** Given passage **
════════════════

EPA Threads the Needle with New CAIR Rule

by Victor Flatt

July 08, 2010

On Tuesday, the EPA released its long awaited rule to replace the Bush era Clean Air Interstate Rule, invalidated by the DC Circuit in 2008’s North Carolina v. EPA. There are many things that could have been different or improved, but given the EPA’s need to get a rule out quickly to replace the existing rule, they have done a good job of addressing the flaws of the earlier rule and getting something in place.

The main problem with the previous CAIR was that in allowing full interstate trading of SOx and NOx, it was in violation of the CAA requirements in Section 110, that a state’s State Implementation Plan ensure that no other state’s attainment and maintenance is violated, and Section 126, which requires the EPA and states to control individual sources that cause a violation in another state.

════════════════

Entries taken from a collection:
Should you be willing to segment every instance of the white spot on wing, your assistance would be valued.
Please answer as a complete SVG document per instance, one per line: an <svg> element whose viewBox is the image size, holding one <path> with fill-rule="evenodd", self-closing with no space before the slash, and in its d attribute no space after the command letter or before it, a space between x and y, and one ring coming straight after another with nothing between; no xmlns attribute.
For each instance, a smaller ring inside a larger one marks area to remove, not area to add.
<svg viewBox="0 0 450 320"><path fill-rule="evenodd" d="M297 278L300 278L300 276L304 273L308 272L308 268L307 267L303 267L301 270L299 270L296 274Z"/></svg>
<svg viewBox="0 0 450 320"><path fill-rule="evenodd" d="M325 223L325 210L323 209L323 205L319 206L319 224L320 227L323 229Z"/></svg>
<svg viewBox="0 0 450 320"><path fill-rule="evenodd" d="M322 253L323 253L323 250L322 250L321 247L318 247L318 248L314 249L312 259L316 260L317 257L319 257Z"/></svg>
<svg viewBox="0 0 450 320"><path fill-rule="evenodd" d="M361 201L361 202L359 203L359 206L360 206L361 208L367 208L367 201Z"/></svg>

════════════════

** Required work **
Carry on the article about the EPA's replacement for the Clean Air Interstate Rule from the point where it stops. The records play no part in this work.

** Reply to the task **
In the new Rule, the EPA allows full intra-state trading of the pollutants, but limits interstate trading in such a way as to ensure that no one state gets stuck with increasingly localized pollutants. This means that states do not have to worry that the trades will end up concentrating the pollution in such a way as to continue to cause their state SIPs to be violated. While we can’t be sure that this rule will be upheld, I believe that it addresses the major flaw in the earlier case. The court has previously allowed the EPA to set control requirements based on marginal cost of control, so that should not be a problem either.

The downside of the new rule? It is already outdated. The overall cap is based on the 1997 levels, and not on the stricter limit from the early 2000s or the even more strict limit on SOx proposed by the Obama administration of 75 ppb averaged over one hour. Assistant Administrator Gina McCarthy has pointed out that the EPA remains ready to change the rule as soon as the new levels are finalized, and this is really the best that can be done at this time. Waiting would mean that the current, flawed CAIR would remain in place, and this proposal is a better one than that. Industry is complaining that they need more certainty, but they already know where the limits are heading (down!), and they should make investment decisions accordingly.

Good job, EPA.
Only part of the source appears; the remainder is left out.